* _EXERCISE BRIEF_
Report, as a bare number, how many lines of the material below contain the word "bench".

BEGIN SOURCE RECORDS

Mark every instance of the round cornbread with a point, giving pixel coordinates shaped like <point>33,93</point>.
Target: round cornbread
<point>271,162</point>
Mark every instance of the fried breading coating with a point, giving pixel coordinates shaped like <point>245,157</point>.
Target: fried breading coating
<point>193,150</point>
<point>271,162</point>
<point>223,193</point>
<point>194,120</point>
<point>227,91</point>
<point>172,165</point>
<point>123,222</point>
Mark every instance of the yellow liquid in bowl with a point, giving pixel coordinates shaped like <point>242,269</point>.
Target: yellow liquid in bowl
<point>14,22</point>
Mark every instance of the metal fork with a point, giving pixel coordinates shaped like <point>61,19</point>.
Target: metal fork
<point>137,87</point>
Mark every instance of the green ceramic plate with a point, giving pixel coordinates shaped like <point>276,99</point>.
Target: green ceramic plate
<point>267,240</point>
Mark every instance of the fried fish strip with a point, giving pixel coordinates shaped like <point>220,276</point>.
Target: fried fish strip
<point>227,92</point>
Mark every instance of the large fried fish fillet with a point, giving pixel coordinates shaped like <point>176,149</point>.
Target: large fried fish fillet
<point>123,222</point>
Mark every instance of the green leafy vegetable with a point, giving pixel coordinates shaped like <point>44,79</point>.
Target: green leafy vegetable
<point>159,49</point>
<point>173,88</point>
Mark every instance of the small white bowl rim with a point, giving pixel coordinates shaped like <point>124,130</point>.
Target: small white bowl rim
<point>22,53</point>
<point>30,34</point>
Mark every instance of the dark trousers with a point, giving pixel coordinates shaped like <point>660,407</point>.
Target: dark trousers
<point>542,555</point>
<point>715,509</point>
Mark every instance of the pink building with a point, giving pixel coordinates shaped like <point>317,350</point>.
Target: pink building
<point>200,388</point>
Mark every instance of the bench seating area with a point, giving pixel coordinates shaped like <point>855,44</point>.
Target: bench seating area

END SOURCE RECORDS

* _TASK SOLUTION_
2